This Feb. 9, 2017 file photo shows Gloria Bolden Williams, then 51, at the Duval County Courthouse in Jacksonville, Fla. (Photo: Bruce Lipsky/The Florida Times-Union via AP, File)

Just a few years ago, a rite of passage for most American teenagers became an earth-shattering revelation for Alexis Manigo. When Manigo, now 19, attempted to get her driver’s license, the woman who had raised her since infancy, Gloria Williams, now 52, admitted to her that the teen did not have a valid birth certificate or Social Security card—because Williams had kidnapped her from a hospital shortly after she was born in July 1998.

The girl’s birth name was Kamiyah Mobley, and she had been born in Jacksonville, Florida to Shanara Mobley and Craig Aiken. Just hours into her life, she was taken by Williams, who dressed in scrubs and posed as medical staff in order to trick the infant’s mother into handing her over. She then placed the newborn in a bag and took her from the hospital, bringing her to South Carolina where she would raise her for the next 18 years, according to The Associated Press.

**Given entries**
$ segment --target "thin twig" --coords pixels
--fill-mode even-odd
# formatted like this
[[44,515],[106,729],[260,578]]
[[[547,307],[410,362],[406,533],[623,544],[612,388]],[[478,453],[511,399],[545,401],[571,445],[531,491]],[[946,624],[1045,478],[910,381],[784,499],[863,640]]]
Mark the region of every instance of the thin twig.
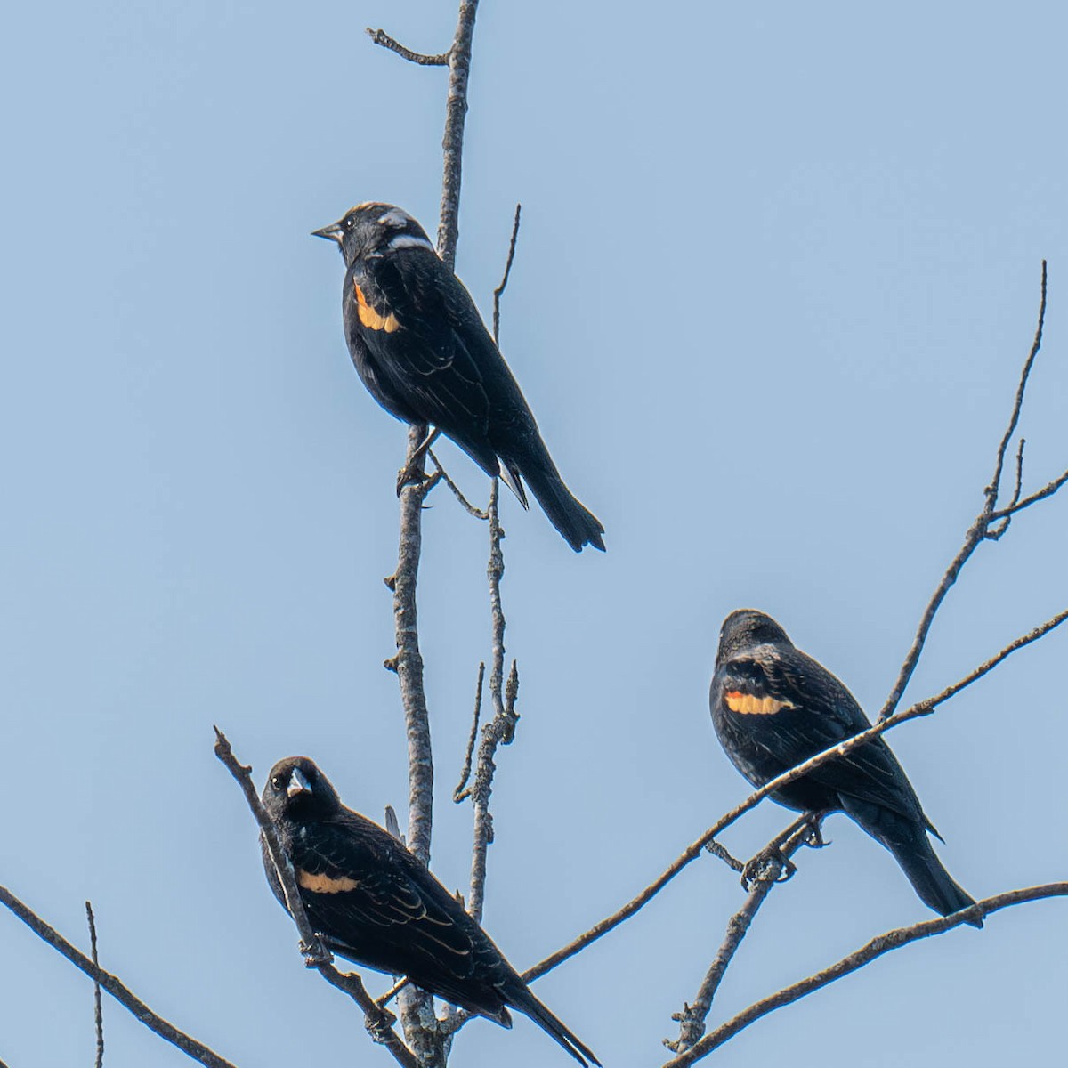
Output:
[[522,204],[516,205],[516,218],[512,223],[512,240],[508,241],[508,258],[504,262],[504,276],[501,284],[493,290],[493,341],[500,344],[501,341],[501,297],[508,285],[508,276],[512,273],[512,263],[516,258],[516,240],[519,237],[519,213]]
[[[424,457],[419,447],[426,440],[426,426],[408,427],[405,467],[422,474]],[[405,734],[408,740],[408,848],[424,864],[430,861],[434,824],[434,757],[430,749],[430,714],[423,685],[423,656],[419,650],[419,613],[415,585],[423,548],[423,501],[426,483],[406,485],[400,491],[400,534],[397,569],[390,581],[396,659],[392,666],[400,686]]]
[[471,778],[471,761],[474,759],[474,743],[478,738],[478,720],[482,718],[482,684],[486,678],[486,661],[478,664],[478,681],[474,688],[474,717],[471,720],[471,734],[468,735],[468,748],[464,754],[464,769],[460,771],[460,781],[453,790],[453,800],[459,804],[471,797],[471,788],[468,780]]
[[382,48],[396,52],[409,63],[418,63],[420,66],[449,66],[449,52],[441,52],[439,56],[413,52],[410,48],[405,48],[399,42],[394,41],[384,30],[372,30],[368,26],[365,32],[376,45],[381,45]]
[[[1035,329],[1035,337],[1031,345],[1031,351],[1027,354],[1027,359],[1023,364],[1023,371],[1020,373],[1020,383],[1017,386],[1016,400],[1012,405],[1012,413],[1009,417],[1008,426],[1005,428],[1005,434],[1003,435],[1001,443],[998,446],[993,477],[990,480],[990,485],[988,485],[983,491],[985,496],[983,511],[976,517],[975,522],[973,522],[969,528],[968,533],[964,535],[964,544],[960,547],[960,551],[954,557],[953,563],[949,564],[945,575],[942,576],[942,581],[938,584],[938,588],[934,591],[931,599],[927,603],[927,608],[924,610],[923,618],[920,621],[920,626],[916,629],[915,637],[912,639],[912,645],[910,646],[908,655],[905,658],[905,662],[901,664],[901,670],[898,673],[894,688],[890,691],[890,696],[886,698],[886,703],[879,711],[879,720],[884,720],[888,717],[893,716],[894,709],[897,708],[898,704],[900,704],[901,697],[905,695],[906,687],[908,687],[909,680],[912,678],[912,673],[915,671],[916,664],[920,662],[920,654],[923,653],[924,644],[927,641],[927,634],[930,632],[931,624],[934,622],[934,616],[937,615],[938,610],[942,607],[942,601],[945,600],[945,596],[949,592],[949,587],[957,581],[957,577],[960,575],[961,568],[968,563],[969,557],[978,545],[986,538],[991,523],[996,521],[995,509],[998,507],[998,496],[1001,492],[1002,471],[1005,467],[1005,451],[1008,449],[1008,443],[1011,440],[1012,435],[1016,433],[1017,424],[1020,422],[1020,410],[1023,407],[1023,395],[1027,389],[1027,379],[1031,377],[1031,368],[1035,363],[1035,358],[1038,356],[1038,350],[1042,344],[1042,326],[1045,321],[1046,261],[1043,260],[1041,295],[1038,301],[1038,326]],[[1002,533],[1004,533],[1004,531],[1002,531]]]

**Task requirements**
1 – Answer these questions from the article on the Kamiyah Mobley kidnapping:
(a) How old was Alexis Manigo when the article was written?
(b) What clothing did Williams wear to pose as medical staff?
(c) To which state did Williams bring the newborn?
2 – Continue the article on the Kamiyah Mobley kidnapping from where it stops.
The listing comes from a separate source unrelated to the article.

**Written responses**
1 –
(a) 19
(b) Scrubs
(c) South Carolina

2 –
Today, Williams was sentenced to 18 years for the kidnapping, and handed an additional 5-year sentence for custody interference, to be served concurrently, the AP reports. She pleaded guilty to the crime in February of this year. By pleading guilty, Williams avoided the possibility of a life sentence. Under the plea agreement, Williams could have received a minimum of no prison time and a maximum of 22 years.

Williams testified that she had had a miscarriage and was in an abusive relationship about a month prior to the kidnapping, and did not have custody of her two other children, according to the AP.

“I felt like I was on autopilot. My life was out of control, I lost everything,” Williams said, saying that she had not planned the kidnapping when she drove from South Carolina to Jacksonville, according to the AP.

This composite image made available by the Jacksonville Sheriff's Office in Jacksonville, Fla., shows a photo of Kamiyah Mobley, an infant baby girl who was kidnapped by a woman, seen in separate sketches first provided by police in 1998 during the initial search. (Image: Jacksonville Sheriff's Office via The Associated Press)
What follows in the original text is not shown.